* **Prompt**:
Reproduce the listing verbatim.
════════════════════
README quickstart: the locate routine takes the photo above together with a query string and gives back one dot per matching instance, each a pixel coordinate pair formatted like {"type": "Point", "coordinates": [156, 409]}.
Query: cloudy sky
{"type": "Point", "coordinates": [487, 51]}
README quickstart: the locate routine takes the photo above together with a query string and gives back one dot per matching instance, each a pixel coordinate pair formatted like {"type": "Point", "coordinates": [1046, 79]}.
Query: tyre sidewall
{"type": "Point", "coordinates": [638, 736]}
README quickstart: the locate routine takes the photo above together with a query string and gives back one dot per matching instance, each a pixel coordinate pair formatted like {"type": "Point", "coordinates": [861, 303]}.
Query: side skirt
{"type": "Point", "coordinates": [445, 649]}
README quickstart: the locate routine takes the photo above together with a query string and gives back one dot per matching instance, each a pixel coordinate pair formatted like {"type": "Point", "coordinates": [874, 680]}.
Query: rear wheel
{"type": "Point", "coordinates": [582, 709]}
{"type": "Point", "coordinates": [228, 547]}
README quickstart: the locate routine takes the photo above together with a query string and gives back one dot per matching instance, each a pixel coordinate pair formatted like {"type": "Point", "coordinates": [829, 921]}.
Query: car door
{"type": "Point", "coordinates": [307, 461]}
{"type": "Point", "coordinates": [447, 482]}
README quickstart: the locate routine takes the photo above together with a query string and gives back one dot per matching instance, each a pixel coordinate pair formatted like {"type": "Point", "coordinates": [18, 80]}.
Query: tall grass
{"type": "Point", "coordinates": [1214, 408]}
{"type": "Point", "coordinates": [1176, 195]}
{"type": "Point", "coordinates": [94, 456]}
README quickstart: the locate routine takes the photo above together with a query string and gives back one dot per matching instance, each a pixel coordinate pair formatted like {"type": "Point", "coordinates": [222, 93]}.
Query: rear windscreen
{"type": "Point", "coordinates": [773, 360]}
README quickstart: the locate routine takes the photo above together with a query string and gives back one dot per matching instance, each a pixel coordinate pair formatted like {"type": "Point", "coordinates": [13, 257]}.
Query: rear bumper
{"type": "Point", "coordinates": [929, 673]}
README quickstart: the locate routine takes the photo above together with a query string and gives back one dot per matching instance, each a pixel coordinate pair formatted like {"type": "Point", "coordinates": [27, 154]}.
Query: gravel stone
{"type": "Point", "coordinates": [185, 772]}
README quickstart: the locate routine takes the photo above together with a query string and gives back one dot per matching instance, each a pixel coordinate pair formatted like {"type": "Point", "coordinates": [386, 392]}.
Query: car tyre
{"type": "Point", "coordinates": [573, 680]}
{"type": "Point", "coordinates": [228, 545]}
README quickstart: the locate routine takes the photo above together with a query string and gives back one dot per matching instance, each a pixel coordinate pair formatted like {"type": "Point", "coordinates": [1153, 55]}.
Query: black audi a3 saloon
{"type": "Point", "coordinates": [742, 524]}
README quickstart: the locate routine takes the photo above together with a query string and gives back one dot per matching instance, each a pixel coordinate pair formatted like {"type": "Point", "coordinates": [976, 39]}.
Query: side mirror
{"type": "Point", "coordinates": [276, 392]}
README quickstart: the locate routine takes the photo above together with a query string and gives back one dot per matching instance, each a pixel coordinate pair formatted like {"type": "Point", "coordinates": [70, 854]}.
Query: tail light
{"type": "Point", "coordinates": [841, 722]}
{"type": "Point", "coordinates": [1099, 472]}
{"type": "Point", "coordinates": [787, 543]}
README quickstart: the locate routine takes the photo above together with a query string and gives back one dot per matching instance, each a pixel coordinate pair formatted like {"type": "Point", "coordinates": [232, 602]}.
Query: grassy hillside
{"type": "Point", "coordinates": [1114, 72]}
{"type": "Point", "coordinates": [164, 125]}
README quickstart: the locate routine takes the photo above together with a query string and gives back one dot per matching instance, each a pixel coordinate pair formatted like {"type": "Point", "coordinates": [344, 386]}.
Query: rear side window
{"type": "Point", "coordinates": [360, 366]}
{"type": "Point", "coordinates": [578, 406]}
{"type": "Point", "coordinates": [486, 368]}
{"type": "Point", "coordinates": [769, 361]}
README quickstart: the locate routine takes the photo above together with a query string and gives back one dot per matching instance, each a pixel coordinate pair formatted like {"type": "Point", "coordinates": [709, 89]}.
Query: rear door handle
════════════════════
* **Worked solution**:
README quickstart: the locate routine takes the photo above together with a query string and gives back one dot per matching instance, each a pixel coordinate pair formatted like {"type": "Point", "coordinates": [156, 409]}.
Query: cloudy sky
{"type": "Point", "coordinates": [487, 51]}
README quickstart: the locate routine takes the photo above together with a query string and gives back one dot per matching instance, each a pixel coordinate pair formatted like {"type": "Point", "coordinates": [1046, 79]}.
Query: tyre sidewall
{"type": "Point", "coordinates": [638, 736]}
README quickstart: the locate routine takes the photo above together with a query string and gives back one dot per matching instance, each a pixel coordinate pair formatted like {"type": "Point", "coordinates": [861, 303]}.
Query: side skirt
{"type": "Point", "coordinates": [445, 649]}
README quickstart: the locate routine takes the photo above together with a query string and gives back one dot per matching instance, each a pixel coordinate pair formatted like {"type": "Point", "coordinates": [874, 680]}.
Query: rear wheel
{"type": "Point", "coordinates": [582, 709]}
{"type": "Point", "coordinates": [228, 547]}
README quickstart: the locate routine takes the photo above together with a query string and gives back one dot per matching instance, each a pixel coordinate pair formatted like {"type": "Point", "coordinates": [829, 921]}.
Query: car door
{"type": "Point", "coordinates": [307, 461]}
{"type": "Point", "coordinates": [447, 482]}
README quickstart: the locate routine takes the photo above together with a query string and gives back one dot per matching instance, each a pixel coordinate pair formatted like {"type": "Point", "coordinates": [18, 80]}.
Query: tall grass
{"type": "Point", "coordinates": [1214, 408]}
{"type": "Point", "coordinates": [1176, 195]}
{"type": "Point", "coordinates": [94, 456]}
README quickstart: the locate routine takes the photo above together with a query string and gives back one dot per matching instance, each a pixel coordinate pair formatted like {"type": "Point", "coordinates": [222, 93]}.
Query: rear windscreen
{"type": "Point", "coordinates": [773, 360]}
README quickstart: the locate routine takes the photo above together with a query string and gives back one dot per matching instance, each a pixel coordinate pair formatted like {"type": "Point", "coordinates": [13, 257]}.
Query: rear bumper
{"type": "Point", "coordinates": [929, 673]}
README quickstart: the locate routine takes the photo above together with a query string and gives back one dot per matching instance, each a pixel coordinate pair formatted like {"type": "Point", "coordinates": [27, 154]}.
Query: gravel stone
{"type": "Point", "coordinates": [185, 772]}
README quickstart: the locate routine takes the photo above together with a query string and gives back one dot per matching instance, each a pixel coordinate pair formatted like {"type": "Point", "coordinates": [386, 392]}.
Query: car tyre
{"type": "Point", "coordinates": [573, 680]}
{"type": "Point", "coordinates": [228, 545]}
README quickstart: the locate routine takes the photo above together with a query string and gives back one dot per matching instance, each a pixel coordinate pair formatted like {"type": "Point", "coordinates": [1153, 55]}.
Query: black audi a3 saloon
{"type": "Point", "coordinates": [742, 524]}
README quickstart: the locate routine takes the photo above together with a query string and gives back one dot per matching instance, each a pixel coordinate pair formatted like {"type": "Point", "coordinates": [976, 39]}.
Query: side mirror
{"type": "Point", "coordinates": [276, 392]}
README quickstart: the locate routine takes the photo above together with a query string and gives back one dot per matching instance, each a pixel coordinate pair formatted like {"type": "Point", "coordinates": [70, 854]}.
Query: tail light
{"type": "Point", "coordinates": [841, 722]}
{"type": "Point", "coordinates": [1099, 472]}
{"type": "Point", "coordinates": [787, 543]}
README quickstart: the locate routine takes the photo above together with a query string and gives back one dot per matching instance, each a pixel coordinate pair formatted like {"type": "Point", "coordinates": [232, 602]}.
Query: grassy hillside
{"type": "Point", "coordinates": [1114, 72]}
{"type": "Point", "coordinates": [164, 125]}
README quickstart: the locate routine takes the photo above together with a query string and gives back one dot per matching instance, each a pixel coordinate pair formatted like {"type": "Point", "coordinates": [344, 386]}.
Query: rear side window
{"type": "Point", "coordinates": [360, 366]}
{"type": "Point", "coordinates": [578, 406]}
{"type": "Point", "coordinates": [486, 368]}
{"type": "Point", "coordinates": [769, 361]}
README quickstart: the locate routine takes the photo above together with a query string and gives back one dot per matching instance, each a pixel coordinate pair formatted like {"type": "Point", "coordinates": [709, 89]}.
Query: rear door handle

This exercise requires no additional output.